◆ **SET TASK 1**
State the number of lines in the records below that contain the word "pale", and give nothing else.
## START SOURCE PASSAGE
I am sure they are watching and it won't be long before someone sees a chance to make a $ or 2.


----------



## TwoSkies57 (Feb 23, 2009)

A similiar setup used to be offered by Kreg/Woodpecker for the Kreg line of table/leg packages. A few months back they offered a special, then they disappeared off of the map. Most likely due to lack of interest...


----------



## bobj3 (Jan 17, 2006)

Hi Jim

Now I see why you are looking at one after seeing your router table and the mess on the floor  you may want to take a look at the bag for the Vac. systems ,I'm sure you can make a ring to hold it in place..I'm sure with just a little bit of work you could add a vac.port to one, with some plastic and pop rivet or two..

You may say it will not hold it's shape,,I have a plastic insert for the plastic trash bags (33 gal.type) that just pop's in and holds the plastic trash bag open that would do the job..

Just a note----I have a cloth bag that came with my sears table saw that works the same way.it just slips under the table saw base just under the saw motor asm. ..

One more note --I don't use the cloth bag I use a plastic flower pot that I rework just a little bit to do the same job,see the last picture 

=


----------



## jmg1017 (Apr 9, 2009)

I've read this entire thread and I respectfully disagree with some of the comments. With what we know nowadays about airborne particles and how they effect our lungs and health, it only makes sense to protect ourselves while enjoying this wonderful hobby of ours. 
When I look at old pictures of home shops and production shops and see the floors and walls covered with sawdust I cringe. 
Would anyone seriously plan or build a home wood shop today without considering first and foremost a dust collection system?? I hope not. Every tool in my shop is in some way integrated into my DC system. The older tools that cannot be are replaced with ones that can.
To simply state that "the beast will make a mess" is no longer acceptable.

Back to the original point; I don't condone spending ~$80 for a simple sheet metal box when a better, quieter one could be fabricated from inexpensive 1/2" mdf. However, to generalize that the only person who would want such an item probably "can't adjust a router without a router lift" is unfair. Some folks would rather spend their precious time in the shop actually making projects instead of trying to save a dollar and ending up wasting time they don't have with a makeshift jig/shortcut that is either inaccurate, unsafe or both.
## END SOURCE PASSAGE
## START DATA SUPPLIED
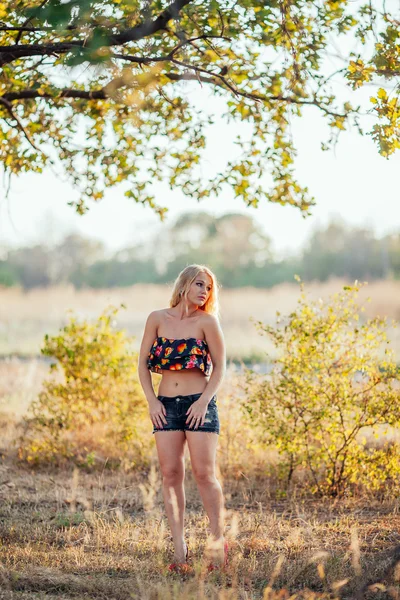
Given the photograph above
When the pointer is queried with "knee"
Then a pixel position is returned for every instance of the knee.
(204, 477)
(172, 476)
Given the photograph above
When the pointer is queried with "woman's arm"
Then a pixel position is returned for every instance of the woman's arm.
(149, 335)
(216, 344)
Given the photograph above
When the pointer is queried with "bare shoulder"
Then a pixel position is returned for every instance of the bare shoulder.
(210, 323)
(154, 317)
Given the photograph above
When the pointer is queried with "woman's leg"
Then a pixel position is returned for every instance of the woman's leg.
(202, 448)
(170, 449)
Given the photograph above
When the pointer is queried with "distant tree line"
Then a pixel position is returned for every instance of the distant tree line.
(233, 245)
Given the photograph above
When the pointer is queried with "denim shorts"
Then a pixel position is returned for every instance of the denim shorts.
(176, 407)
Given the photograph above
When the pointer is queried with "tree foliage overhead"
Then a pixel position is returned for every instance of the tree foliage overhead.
(105, 91)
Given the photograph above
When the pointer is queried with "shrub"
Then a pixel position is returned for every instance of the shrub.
(91, 408)
(333, 382)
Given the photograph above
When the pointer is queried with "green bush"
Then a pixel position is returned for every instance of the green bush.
(91, 409)
(333, 386)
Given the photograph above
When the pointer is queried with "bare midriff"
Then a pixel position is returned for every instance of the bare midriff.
(185, 382)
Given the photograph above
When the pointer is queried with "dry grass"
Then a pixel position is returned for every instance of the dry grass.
(68, 534)
(26, 317)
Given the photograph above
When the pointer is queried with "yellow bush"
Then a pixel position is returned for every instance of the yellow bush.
(334, 380)
(91, 409)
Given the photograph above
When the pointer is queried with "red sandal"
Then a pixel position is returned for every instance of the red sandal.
(212, 567)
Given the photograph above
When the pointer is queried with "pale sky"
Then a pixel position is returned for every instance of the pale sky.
(353, 182)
## END DATA SUPPLIED
◆ **SET TASK 2**
Reproduce verbatim the part of the dust collection thread above that opens with the words containing "## jmg1017 (Apr" and closes with "hobby of ours.".

◆ **RESPONSE 1**
2

◆ **RESPONSE 2**
## jmg1017 (Apr 9, 2009)

I've read this entire thread and I respectfully disagree with some of the comments. With what we know nowadays about airborne particles and how they effect our lungs and health, it only makes sense to protect ourselves while enjoying this wonderful hobby of ours.